[Records from a data source]
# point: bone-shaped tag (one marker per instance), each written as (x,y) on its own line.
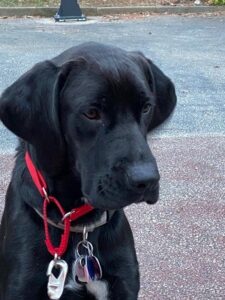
(56,283)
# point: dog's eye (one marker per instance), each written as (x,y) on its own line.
(146,108)
(92,114)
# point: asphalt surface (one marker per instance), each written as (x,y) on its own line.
(181,240)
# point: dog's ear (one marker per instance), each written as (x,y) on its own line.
(161,86)
(165,96)
(29,108)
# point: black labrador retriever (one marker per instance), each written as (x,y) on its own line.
(82,118)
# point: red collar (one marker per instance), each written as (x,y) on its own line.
(67,218)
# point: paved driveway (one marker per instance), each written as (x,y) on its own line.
(181,240)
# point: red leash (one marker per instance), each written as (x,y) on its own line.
(73,215)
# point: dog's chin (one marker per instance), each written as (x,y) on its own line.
(111,204)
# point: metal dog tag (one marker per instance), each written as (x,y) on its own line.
(80,274)
(94,268)
(56,283)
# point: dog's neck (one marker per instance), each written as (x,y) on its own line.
(65,187)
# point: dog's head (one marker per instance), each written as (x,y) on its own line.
(89,111)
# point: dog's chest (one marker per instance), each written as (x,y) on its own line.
(98,288)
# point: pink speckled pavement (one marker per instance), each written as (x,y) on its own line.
(180,241)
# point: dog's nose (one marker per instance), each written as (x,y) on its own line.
(143,176)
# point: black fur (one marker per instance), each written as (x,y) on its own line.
(106,159)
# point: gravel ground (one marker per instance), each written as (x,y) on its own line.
(180,241)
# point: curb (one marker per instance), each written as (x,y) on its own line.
(100,11)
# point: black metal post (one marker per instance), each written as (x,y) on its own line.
(69,10)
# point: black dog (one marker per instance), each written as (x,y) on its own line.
(83,118)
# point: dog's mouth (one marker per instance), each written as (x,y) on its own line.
(120,200)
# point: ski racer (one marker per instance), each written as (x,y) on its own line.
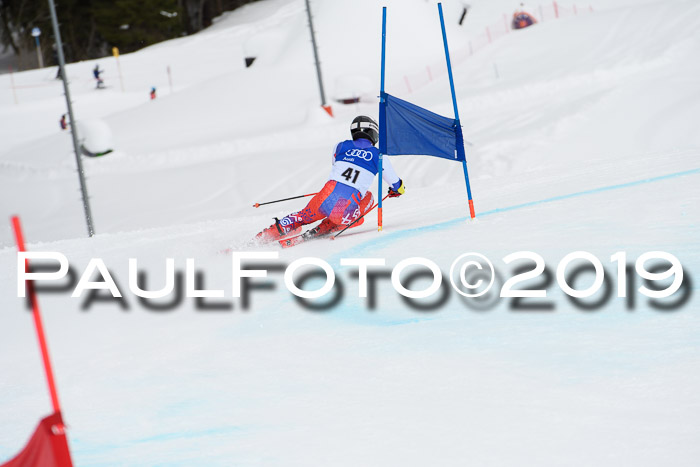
(96,73)
(345,196)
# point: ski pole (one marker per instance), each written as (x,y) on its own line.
(257,205)
(353,222)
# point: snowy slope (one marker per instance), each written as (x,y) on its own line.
(585,140)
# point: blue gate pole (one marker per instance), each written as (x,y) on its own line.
(454,104)
(382,125)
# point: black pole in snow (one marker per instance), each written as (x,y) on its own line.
(73,129)
(318,64)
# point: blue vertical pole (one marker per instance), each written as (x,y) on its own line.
(454,104)
(382,125)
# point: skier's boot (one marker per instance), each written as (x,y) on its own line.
(274,232)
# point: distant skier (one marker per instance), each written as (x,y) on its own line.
(96,73)
(344,197)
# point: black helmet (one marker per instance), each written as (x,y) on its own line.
(364,127)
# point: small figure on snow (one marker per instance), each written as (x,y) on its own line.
(96,73)
(522,19)
(345,196)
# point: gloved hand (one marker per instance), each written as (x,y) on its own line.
(395,193)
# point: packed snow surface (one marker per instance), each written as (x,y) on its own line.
(582,136)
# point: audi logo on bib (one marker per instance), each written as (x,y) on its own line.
(361,153)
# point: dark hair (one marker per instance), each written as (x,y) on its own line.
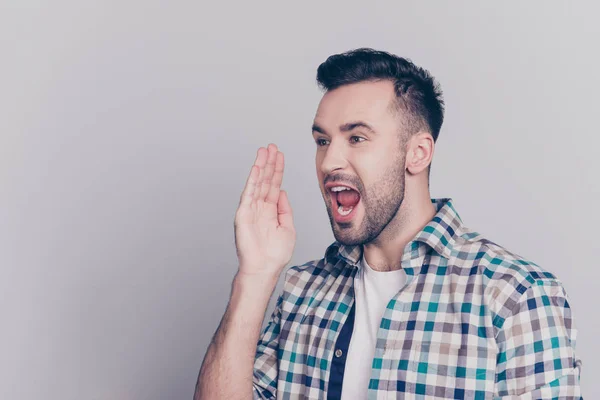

TASK:
Exact copies of all the entries are needed; output them without the pictures.

ANSWER SPACE:
# point: bone-shaped tag (one marker per instance), each written as (x,y) on its own line.
(56,283)
# point: dog's eye (one marker per instance), each written as (x,y) on its own line.
(146,108)
(92,114)
# point: asphalt surface (one marker per instance), each written as (x,y) on its own line.
(181,240)
# point: dog's ear (one marker per instance), each written as (x,y) on its own line.
(161,86)
(165,96)
(29,108)
# point: black labrador retriever (one marker per instance), each written as (x,y) on its own line.
(82,118)
# point: red collar (one marker per instance), each written as (x,y) on its own line.
(67,218)
# point: paved driveway (one marker per instance), each written as (x,y) on its own line.
(181,240)
# point: red leash (one marker per instance), each written as (x,y) on its own line.
(73,215)
# point: dog's chin (one marker per instance), each written as (x,y) on its own line.
(111,204)
# point: metal dog tag (one marker per instance), each written as (x,y) on its own line.
(80,274)
(94,268)
(56,283)
# point: dog's neck (one marker per instance), each written as (x,y) on its own line.
(65,187)
# point: dog's head (one marker per instance), each written as (x,y) on its own line.
(89,111)
# point: dog's chest (one marker per instance), each written as (x,y) on its own line.
(98,288)
# point: pink speckled pavement (one marker per instance), each written as (x,y) on its own line.
(180,241)
# point: dog's nose (one marker per instance), each written as (x,y) on its own line.
(143,176)
# point: black fur (one marker per instance), each written as (x,y) on its own line.
(106,159)
# point: gravel ground (one marker per instance), each written as (x,y) on its own line.
(180,241)
# point: curb (one marker per instance), each written as (x,y) on its own line.
(100,11)
# point: black metal post (one marker per instance), each written as (x,y) on its own line.
(69,10)
# point: black dog (one marker per instance), each written as (x,y) on its own line.
(83,118)
# point: dog's mouth (one marker per instance), each written as (x,y) on its own line.
(120,200)
# point: ski racer (one marker per instance), each written as (x,y) on its own line.
(96,73)
(345,196)
# point: ski pole (one marker per instance), each written as (x,y) on its own line.
(257,205)
(353,222)
# point: snowy slope (one marker per instance), each written as (x,y) on its own line.
(585,140)
# point: blue gate pole (one marker per instance), each written as (x,y) on its own line.
(454,104)
(382,125)
# point: black pole in snow (one marker per instance), each written as (x,y) on its own line.
(73,129)
(318,64)
# point: blue vertical pole (one marker per instance), each written as (x,y) on its own line.
(454,104)
(382,125)
# point: skier's boot (one marker per instance), each written as (x,y) on its own line.
(274,232)
# point: distant skier (one marker per instance), each written as (x,y) on its own line.
(96,73)
(344,197)
# point: black helmet (one marker per instance), each written as (x,y) on its own line.
(364,127)
# point: small figure on snow (one marker per instance), each written as (x,y) on its own line.
(96,73)
(522,19)
(345,196)
# point: gloved hand (one marker per instance), each written as (x,y) on its own line.
(395,193)
# point: packed snow surface (one marker per instance), each written as (x,y) on its own line.
(582,136)
# point: audi logo on bib (one marker per instance), each written as (x,y) on its own line.
(361,153)
# point: dark hair (one marker per instance), each written as (x,y) on its own line.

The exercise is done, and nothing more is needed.